━━ DATA ENTRIES ━━
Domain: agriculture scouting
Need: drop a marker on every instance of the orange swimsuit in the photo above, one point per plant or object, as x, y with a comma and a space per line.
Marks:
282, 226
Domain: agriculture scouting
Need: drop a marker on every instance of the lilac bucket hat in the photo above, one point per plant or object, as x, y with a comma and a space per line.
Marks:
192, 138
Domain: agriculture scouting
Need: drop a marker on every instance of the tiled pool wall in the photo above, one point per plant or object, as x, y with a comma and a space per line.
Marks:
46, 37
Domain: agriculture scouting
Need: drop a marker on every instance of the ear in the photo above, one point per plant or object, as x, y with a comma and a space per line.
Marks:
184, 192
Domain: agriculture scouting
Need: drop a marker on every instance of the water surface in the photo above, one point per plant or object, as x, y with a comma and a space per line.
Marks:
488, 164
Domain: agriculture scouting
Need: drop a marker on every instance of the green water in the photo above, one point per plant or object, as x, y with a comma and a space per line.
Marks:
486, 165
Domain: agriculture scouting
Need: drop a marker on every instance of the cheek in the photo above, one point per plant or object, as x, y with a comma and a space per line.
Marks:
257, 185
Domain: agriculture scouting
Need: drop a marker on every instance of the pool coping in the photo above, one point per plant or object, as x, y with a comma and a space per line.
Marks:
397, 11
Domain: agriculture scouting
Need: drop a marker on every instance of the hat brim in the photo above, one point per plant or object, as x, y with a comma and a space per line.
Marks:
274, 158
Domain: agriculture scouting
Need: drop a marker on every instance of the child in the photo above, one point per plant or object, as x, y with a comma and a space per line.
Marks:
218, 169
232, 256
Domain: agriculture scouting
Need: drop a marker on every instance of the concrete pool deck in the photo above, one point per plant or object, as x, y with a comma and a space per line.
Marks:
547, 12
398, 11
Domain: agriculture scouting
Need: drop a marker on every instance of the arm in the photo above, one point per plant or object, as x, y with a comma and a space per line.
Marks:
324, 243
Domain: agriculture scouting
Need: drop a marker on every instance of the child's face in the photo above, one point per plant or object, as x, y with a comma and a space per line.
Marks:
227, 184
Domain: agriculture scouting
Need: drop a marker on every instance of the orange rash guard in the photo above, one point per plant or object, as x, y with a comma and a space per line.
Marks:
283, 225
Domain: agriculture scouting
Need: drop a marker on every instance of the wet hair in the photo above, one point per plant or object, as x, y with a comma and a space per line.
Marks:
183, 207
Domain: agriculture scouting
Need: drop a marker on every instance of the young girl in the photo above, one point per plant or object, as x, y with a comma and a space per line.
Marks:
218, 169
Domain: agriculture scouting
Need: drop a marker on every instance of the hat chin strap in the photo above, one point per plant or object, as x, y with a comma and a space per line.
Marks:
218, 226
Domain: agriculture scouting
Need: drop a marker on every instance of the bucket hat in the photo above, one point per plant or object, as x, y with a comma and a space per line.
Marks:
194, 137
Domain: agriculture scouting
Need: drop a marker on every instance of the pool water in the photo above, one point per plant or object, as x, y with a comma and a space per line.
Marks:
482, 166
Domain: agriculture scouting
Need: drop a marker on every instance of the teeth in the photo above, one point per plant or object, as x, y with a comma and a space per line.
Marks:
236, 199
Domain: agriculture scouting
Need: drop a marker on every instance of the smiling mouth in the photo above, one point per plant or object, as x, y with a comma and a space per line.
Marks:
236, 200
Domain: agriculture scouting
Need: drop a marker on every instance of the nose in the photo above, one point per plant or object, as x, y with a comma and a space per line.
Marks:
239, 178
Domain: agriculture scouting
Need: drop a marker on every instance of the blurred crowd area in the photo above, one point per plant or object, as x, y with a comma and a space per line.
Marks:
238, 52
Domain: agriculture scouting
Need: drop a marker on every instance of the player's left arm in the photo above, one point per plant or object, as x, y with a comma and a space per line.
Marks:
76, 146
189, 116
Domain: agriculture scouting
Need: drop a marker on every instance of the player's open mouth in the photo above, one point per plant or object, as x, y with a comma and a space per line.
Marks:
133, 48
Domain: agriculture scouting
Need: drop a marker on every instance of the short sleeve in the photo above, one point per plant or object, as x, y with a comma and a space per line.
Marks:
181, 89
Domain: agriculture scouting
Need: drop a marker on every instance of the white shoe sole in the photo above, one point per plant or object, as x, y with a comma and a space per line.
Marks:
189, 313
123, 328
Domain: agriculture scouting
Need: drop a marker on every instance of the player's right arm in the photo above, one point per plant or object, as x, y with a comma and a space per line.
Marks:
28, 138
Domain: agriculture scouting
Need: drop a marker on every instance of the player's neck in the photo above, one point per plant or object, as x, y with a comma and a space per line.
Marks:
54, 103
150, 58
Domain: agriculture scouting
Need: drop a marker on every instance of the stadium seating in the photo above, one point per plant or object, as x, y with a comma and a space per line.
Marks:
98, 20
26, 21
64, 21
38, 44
━━━
▶ _EXERCISE BRIEF_: Set every line of the listing down word for word.

▶ _REPLY_:
Domain: agriculture scouting
Need: drop a marker on every instance of the orange swimsuit in the photo above, one point per plant or object, as x, y with a comma and a space per line.
Marks:
282, 226
Domain: agriculture scouting
Need: drop a marker on every instance of the lilac bucket hat in the photo above, one point per plant or object, as x, y with a comma and a space per line.
Marks:
192, 138
Domain: agriculture scouting
Need: drop a marker on every instance of the tiled pool wall in the photo above, one point per plant or object, as x, y with a comma and a space per line.
Marks:
46, 37
Domain: agriculture scouting
Need: drop a marker on every instance of the ear in the photo above, one point per plant or object, as x, y with a comma and a space per line.
Marks:
184, 192
Domain: agriculture scouting
Need: drop a marker on every instance of the water surface in the photo above, one point per plant or object, as x, y with a comma and a space per line.
Marks:
488, 164
Domain: agriculture scouting
Need: drop a marker on every instance of the green water in the photo above, one point per plant or object, as x, y with a comma and a space per line.
Marks:
486, 165
Domain: agriculture scouting
Need: drop a marker on every instance of the cheek in the photo above, one point per plant or object, as x, y with a comma and a space per line.
Marks:
257, 185
Domain: agriculture scouting
Need: drop a marker on every instance of the pool coping in the photo above, one point per plant or object, as x, y with a comma and a space per line.
Marks:
397, 11
Domain: agriculture scouting
Need: drop a marker on every instance of the hat brim in the photo above, one point per plant or object, as x, y with a comma and a space per line.
Marks:
274, 158
Domain: agriculture scouting
Need: drop a marker on every instance of the child in the photo above, one point per plant or object, as x, y with a comma and a space per line.
Marks:
218, 169
232, 256
Domain: agriculture scouting
Need: drop a marker on every instance of the concrete pool deck in the photo above, one point per plant or object, as x, y with a comma and a space per line.
Marks:
547, 12
398, 11
Domain: agriculture scouting
Need: drop a marker on every instance of the arm in the photo above, one point per plant or object, as x, y with a comma and a space per line.
Marks:
324, 243
Domain: agriculture scouting
Need: drop a marker on every instance of the child's face in the photo above, one point per plant or object, as x, y with a comma and a space per line.
Marks:
227, 184
Domain: agriculture scouting
Need: drop a marker on every instance of the orange rash guard in the photo above, one point per plant or object, as x, y with a comma and a space per line.
Marks:
283, 225
Domain: agriculture scouting
Need: drop a marker on every instance of the wet hair in the photo above, one point per plant or object, as x, y with a comma and a space per line.
Marks:
183, 207
Domain: agriculture scouting
Need: drop a marker on every instance of the young girl in the photo above, one point per plant or object, as x, y with a comma and a space per line.
Marks:
218, 169
Domain: agriculture scouting
Need: drop a marker on every instance of the hat chin strap in the photo above, one point per plant or object, as x, y with a comma and a space per line.
Marks:
218, 226
Domain: agriculture scouting
Need: drop a marker on every instance of the bucket hat in the photo above, one point per plant or object, as x, y with a comma and a space per line.
Marks:
194, 137
Domain: agriculture scouting
Need: drop a marker on every instance of the pool water in the photo above, one point per plant or object, as x, y with a comma and a space per line.
Marks:
482, 166
Domain: agriculture scouting
Need: drop a marker on every instance of the teeth in the photo above, one point per plant or object, as x, y with a comma and a space per line.
Marks:
236, 199
Domain: agriculture scouting
Need: drop a marker on every instance of the smiling mouth in the photo above, one point per plant or object, as x, y with a comma and a space per line.
Marks:
236, 200
Domain: agriculture scouting
Need: drop a marker on every instance of the nose in the photo above, one point per plant or object, as x, y with a comma and a space per line.
Marks:
239, 178
Domain: agriculture scouting
Need: drop a marker on every instance of the blurred crowd area in the photo above, one point per plant or object, as x, y with a comma and a space per line.
Marks:
238, 52
Domain: agriculture scouting
Need: drop a marker on every instance of the player's left arm in the photo above, one point per plant or object, as x, y with a comma and a space per line.
Marks:
76, 146
189, 116
Domain: agriculture scouting
Need: drop a marker on every instance of the player's open mouth in the photo above, one point per plant or object, as x, y with a comma and a space per line.
Marks:
133, 48
Domain: agriculture scouting
Need: drop a marker on every instance of the short sleeve in the photo above, one point per plant or object, as x, y with a comma and a space per line.
Marks:
181, 89
Domain: agriculture scouting
Need: drop a marker on every instance of the white shoe sole in the photo above, one point per plant or object, as x, y with a comma and a space per line.
Marks:
189, 313
123, 328
Domain: agriculture scouting
Need: drop a marker on every instance of the player's right arm in the photo above, one point per plant or object, as x, y with a comma and a space per line.
Marks:
28, 138
Domain: agriculture scouting
Need: drop a marker on every instance of the player's neck in the photo above, one point per plant or object, as x, y with a comma and a space per line.
Marks:
54, 103
150, 58
Domain: agriculture scouting
Need: drop a marker on every instance of the stadium seating in the photo above, one point per plant or object, as x, y with a comma and a space per line.
Marks:
98, 20
26, 21
64, 21
38, 44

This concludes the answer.